> Short exercise: Copy out every row below word for word, but leave the pictures out of your answer.

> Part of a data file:
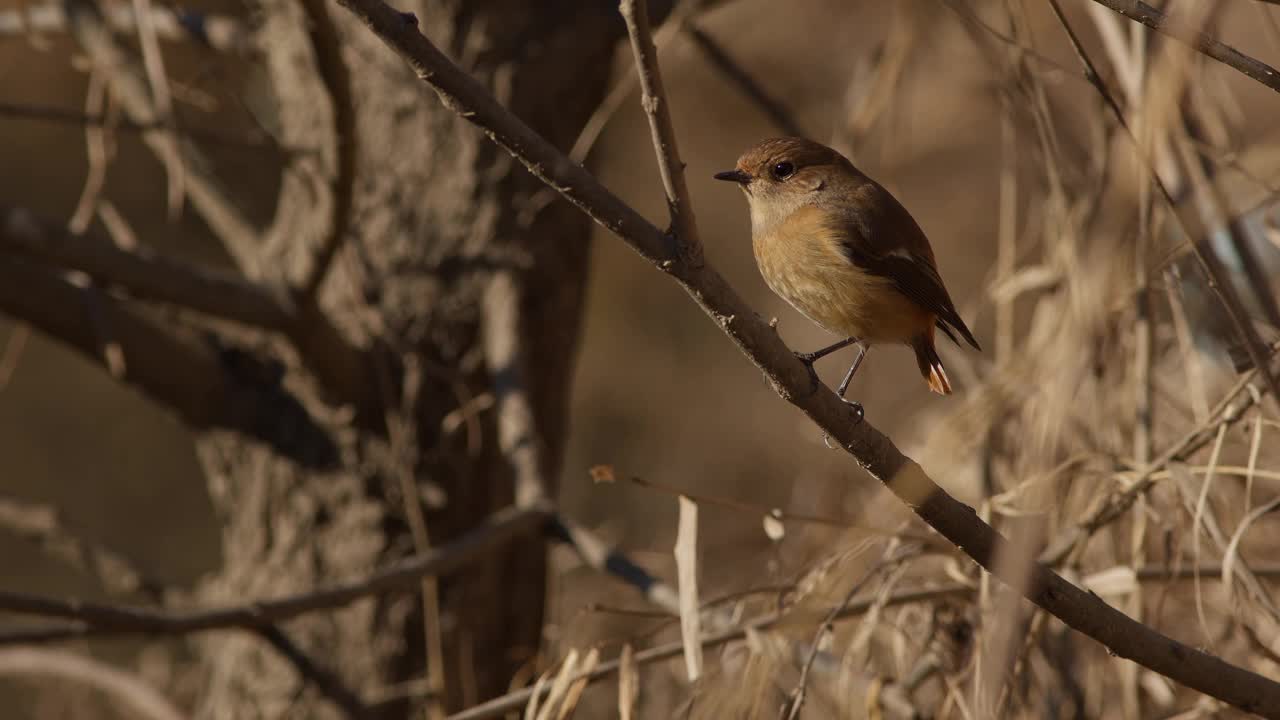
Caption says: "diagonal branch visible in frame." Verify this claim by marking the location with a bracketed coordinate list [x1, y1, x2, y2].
[67, 0, 260, 277]
[327, 0, 1280, 717]
[618, 0, 703, 268]
[1093, 0, 1280, 92]
[0, 205, 294, 331]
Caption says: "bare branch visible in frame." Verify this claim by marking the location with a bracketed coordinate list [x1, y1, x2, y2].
[301, 0, 358, 301]
[256, 625, 370, 720]
[0, 1, 250, 53]
[0, 647, 184, 720]
[0, 259, 338, 466]
[0, 205, 296, 331]
[618, 0, 703, 268]
[67, 0, 260, 271]
[332, 0, 1280, 717]
[0, 503, 550, 644]
[1093, 0, 1280, 92]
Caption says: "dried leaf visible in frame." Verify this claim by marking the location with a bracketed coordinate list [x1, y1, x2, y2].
[535, 650, 577, 720]
[764, 510, 787, 542]
[1082, 565, 1138, 597]
[618, 643, 640, 720]
[676, 496, 703, 683]
[1222, 497, 1280, 603]
[556, 647, 600, 720]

> Answer to the exercise:
Caption says: "diagonal branch visible in frame." Verify this claim by marking the location with a bracketed coordinate list [x1, y1, x2, y2].
[67, 0, 260, 277]
[327, 0, 1280, 717]
[618, 0, 703, 268]
[1093, 0, 1280, 92]
[0, 205, 294, 331]
Caption says: "bare branch visible in frame." Verify this claim by marking the location with a bracketed coordinate list [x1, y1, x2, y2].
[301, 0, 358, 301]
[256, 625, 370, 720]
[0, 1, 250, 53]
[0, 647, 184, 720]
[0, 259, 338, 466]
[0, 205, 296, 331]
[618, 0, 703, 268]
[67, 0, 260, 271]
[332, 0, 1280, 717]
[0, 503, 550, 644]
[1093, 0, 1280, 92]
Caption says: "dried leaf visible in frame." Verify this claim by marking the location with a bracketed coordinate list [x1, y1, x2, y2].
[535, 650, 577, 720]
[764, 510, 787, 542]
[1082, 565, 1138, 597]
[618, 643, 640, 720]
[676, 496, 703, 683]
[1222, 497, 1280, 603]
[556, 647, 600, 720]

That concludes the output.